Rewrite the entries from the line containing "Q: Please detect the man in" through the end of the entries, both ends included, substituting "safety vest" for "high-vis bib" and leaving everything else unchanged.

▽

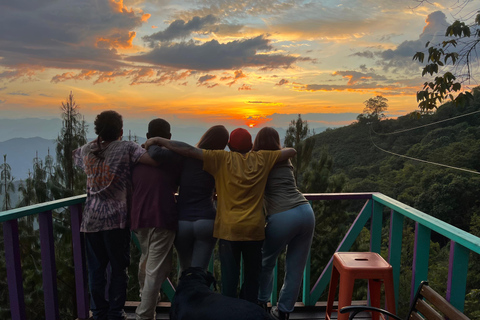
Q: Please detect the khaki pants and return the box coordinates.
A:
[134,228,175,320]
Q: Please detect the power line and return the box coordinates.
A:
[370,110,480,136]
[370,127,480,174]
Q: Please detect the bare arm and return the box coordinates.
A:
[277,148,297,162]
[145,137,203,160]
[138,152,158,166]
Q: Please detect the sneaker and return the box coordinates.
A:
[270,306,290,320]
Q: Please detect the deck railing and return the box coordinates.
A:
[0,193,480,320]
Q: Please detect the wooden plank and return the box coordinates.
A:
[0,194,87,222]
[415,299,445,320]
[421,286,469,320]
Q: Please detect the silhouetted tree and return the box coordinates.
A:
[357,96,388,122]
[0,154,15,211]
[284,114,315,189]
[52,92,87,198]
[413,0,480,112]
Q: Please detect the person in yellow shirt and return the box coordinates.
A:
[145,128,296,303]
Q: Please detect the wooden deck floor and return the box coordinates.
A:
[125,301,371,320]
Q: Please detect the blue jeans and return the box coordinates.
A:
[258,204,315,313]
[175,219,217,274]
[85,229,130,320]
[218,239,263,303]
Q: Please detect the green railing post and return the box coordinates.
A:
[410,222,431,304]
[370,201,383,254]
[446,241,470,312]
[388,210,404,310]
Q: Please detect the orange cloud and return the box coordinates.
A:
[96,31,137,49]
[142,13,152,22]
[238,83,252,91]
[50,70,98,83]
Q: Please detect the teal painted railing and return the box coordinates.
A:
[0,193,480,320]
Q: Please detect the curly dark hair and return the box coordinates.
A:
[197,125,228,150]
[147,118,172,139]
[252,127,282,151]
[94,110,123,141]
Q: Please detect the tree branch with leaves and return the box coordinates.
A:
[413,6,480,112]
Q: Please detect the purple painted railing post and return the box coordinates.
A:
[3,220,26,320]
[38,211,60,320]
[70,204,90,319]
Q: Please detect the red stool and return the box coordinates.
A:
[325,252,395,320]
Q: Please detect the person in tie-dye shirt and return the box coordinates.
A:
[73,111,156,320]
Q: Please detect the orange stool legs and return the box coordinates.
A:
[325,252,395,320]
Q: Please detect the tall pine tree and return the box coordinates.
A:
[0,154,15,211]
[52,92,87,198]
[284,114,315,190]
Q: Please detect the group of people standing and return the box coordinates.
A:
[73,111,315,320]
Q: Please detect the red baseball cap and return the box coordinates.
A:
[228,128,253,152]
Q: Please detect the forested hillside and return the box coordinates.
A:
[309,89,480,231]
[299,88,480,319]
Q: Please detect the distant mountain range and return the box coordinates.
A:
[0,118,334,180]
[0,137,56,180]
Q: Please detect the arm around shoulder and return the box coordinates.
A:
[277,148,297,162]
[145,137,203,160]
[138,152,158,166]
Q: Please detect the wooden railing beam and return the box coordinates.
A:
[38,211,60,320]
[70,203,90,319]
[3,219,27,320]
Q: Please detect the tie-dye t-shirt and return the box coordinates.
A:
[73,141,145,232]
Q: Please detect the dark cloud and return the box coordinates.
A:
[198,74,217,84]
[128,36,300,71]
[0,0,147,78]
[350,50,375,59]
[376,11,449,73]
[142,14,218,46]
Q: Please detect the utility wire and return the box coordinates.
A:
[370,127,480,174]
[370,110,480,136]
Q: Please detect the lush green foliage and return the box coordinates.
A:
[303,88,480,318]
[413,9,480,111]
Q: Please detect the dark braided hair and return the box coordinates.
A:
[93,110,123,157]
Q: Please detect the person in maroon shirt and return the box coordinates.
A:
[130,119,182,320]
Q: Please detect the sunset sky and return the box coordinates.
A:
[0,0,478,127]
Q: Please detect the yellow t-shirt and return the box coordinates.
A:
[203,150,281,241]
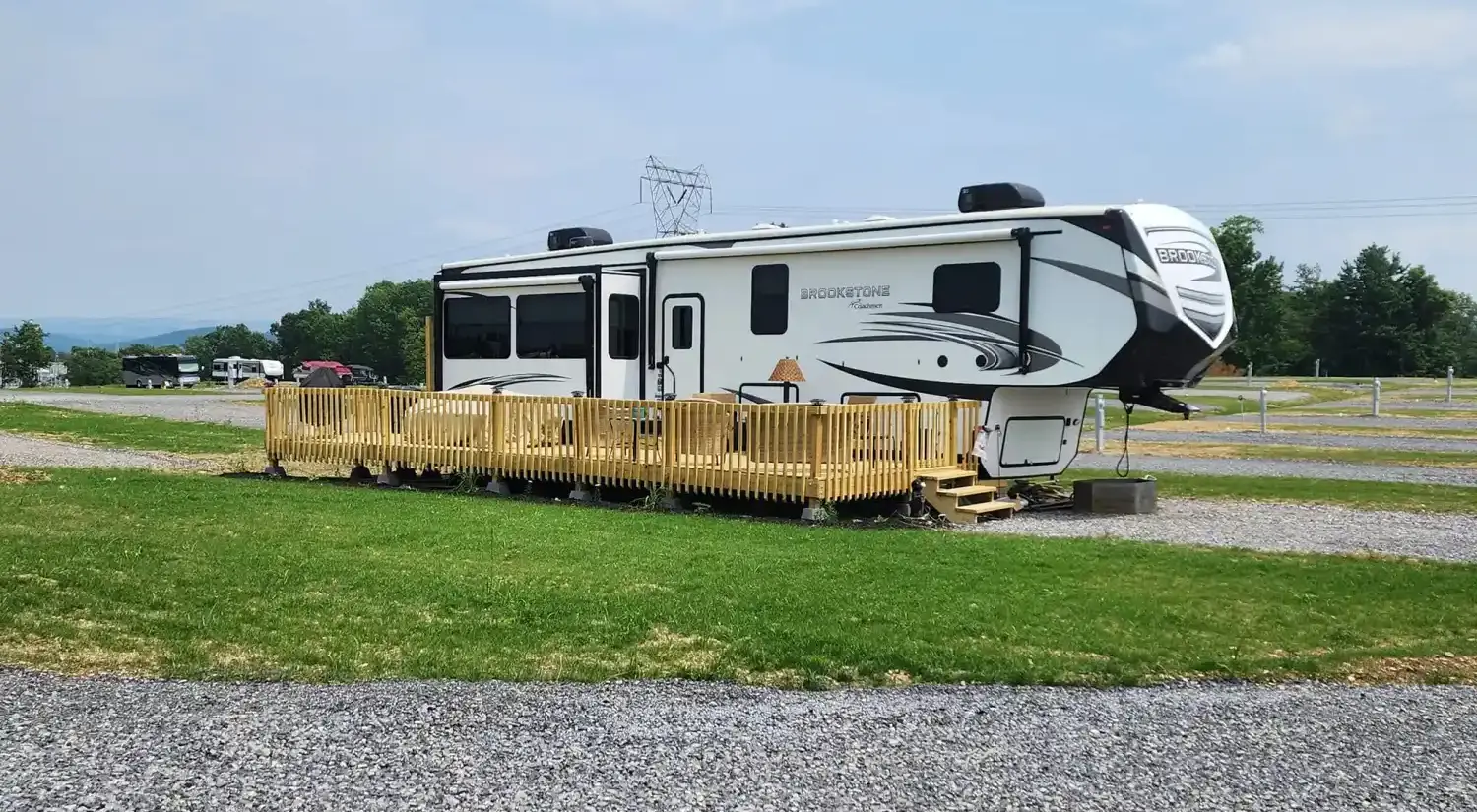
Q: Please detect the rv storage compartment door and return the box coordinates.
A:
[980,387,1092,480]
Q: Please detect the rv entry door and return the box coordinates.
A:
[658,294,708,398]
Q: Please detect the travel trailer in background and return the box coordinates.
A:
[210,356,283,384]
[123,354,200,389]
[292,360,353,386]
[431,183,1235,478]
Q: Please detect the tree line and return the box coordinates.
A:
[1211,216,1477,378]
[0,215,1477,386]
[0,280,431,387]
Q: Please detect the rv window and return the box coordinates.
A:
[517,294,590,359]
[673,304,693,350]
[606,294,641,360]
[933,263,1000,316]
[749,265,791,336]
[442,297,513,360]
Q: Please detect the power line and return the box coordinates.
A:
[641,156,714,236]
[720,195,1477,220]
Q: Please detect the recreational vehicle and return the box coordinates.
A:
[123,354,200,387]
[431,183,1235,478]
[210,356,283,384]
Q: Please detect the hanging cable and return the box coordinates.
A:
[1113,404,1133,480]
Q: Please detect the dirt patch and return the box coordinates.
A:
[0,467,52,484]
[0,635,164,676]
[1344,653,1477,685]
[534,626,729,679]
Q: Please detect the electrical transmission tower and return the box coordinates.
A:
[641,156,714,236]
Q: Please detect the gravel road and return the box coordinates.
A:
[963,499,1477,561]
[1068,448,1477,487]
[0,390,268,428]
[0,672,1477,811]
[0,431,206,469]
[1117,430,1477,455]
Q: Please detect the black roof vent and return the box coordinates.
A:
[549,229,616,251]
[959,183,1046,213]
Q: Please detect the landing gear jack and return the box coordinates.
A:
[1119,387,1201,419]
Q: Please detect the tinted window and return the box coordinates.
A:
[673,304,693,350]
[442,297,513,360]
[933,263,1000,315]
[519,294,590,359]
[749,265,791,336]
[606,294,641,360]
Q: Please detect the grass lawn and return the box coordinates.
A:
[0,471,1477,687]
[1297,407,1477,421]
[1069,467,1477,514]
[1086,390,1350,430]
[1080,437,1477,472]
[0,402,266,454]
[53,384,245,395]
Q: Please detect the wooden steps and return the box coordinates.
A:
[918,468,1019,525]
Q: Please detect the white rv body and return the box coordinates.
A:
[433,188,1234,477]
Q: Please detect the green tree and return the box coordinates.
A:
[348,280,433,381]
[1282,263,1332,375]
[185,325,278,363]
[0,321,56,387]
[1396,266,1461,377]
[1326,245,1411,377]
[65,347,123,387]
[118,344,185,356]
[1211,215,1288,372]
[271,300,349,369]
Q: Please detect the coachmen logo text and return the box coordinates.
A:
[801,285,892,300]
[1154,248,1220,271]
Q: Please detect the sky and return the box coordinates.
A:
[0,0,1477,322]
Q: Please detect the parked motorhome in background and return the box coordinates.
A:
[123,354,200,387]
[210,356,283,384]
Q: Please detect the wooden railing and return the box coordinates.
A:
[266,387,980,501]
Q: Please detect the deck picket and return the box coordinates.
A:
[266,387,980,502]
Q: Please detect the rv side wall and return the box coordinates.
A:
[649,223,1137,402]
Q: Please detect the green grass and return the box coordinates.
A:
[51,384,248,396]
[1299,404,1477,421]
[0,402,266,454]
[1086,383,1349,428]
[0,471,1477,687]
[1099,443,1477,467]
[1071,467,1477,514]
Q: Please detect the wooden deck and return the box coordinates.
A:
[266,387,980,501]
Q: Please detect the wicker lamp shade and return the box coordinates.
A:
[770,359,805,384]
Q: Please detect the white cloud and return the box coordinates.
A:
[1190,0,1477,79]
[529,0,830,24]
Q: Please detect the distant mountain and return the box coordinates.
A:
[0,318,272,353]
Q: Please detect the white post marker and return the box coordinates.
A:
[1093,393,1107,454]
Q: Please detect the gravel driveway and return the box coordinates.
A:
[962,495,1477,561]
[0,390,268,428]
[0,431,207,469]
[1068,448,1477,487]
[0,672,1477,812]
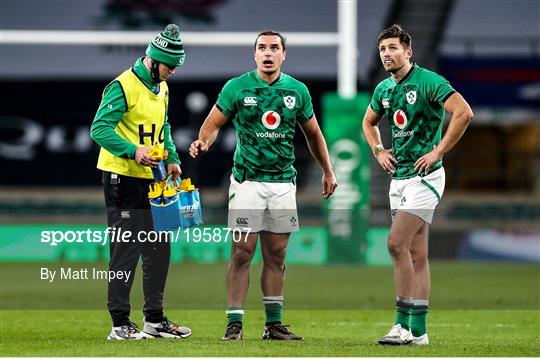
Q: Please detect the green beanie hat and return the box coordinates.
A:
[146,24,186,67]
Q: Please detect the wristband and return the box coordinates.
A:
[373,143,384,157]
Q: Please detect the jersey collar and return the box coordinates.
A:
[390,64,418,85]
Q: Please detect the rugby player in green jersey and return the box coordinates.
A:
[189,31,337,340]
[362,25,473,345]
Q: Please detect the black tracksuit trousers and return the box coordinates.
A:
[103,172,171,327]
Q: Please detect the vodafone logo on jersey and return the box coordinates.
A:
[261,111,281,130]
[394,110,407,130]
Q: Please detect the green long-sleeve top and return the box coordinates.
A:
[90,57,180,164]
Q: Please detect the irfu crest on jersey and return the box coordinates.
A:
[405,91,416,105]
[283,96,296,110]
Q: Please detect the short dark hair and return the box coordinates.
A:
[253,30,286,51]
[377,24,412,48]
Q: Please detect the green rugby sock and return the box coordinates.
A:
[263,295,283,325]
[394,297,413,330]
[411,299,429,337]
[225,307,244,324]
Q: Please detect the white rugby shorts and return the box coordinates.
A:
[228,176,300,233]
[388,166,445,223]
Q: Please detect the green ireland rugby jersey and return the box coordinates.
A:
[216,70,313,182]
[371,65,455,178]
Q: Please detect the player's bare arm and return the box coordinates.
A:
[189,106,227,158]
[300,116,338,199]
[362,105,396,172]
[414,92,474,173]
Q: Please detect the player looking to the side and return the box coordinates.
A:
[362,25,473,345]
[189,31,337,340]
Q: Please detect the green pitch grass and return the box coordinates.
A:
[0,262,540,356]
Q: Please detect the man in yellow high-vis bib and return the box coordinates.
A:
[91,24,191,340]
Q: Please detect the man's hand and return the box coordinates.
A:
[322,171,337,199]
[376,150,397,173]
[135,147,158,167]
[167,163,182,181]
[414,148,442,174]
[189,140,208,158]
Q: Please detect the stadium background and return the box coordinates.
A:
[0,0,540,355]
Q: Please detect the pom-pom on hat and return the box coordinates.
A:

△

#### [SOLUTION TO THE PROBLEM]
Q: Please detect the man in yellow safety vest and return the box coordinates.
A:
[91,24,191,340]
Q: Please detect the man's hand and return the box coordinates.
A:
[322,171,337,199]
[376,150,397,173]
[135,147,158,167]
[167,163,182,181]
[414,148,442,174]
[189,140,208,158]
Q: Please detect the stadium background and return the box coordinates.
A:
[0,0,540,355]
Q: Please detect the pom-pom on hat and return the box coordinates.
A:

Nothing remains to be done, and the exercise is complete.